## Direction
Write out the rows again, renaming "loose soil clump" as "crumbly dirt clod" and changing nothing else. Omit the pictures from your answer.

start Records

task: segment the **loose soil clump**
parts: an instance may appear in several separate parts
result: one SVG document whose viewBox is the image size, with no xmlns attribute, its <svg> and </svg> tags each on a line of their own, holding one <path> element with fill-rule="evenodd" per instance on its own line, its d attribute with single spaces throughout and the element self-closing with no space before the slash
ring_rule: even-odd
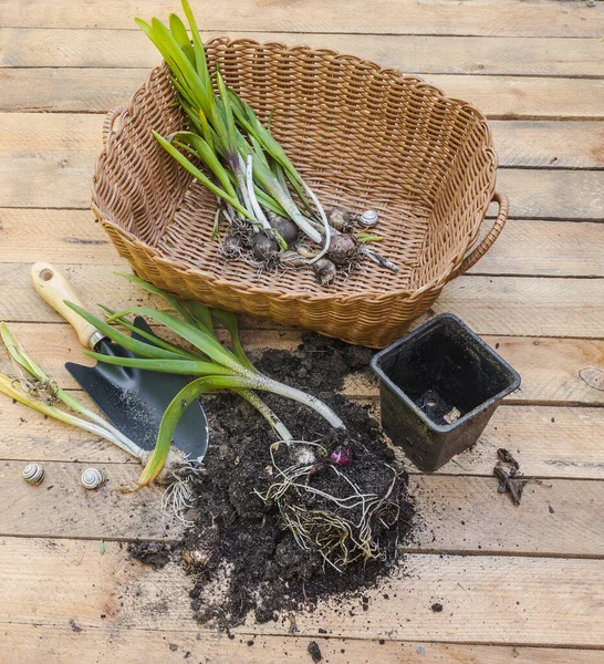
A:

end Records

## Exercise response
task: segment the **crumbly dirt clod**
parts: an instance may appear in several separate parts
result: one SVG document whose viewBox is the image size, with no xmlns attribute, its <svg> and </svg> tags each on a line of their own, holding one <path> element with fill-rule="evenodd" per instance on its own line, its d attribute with single spaces throughout and the element self-closing with no space before the slash
ring_rule: even-odd
A:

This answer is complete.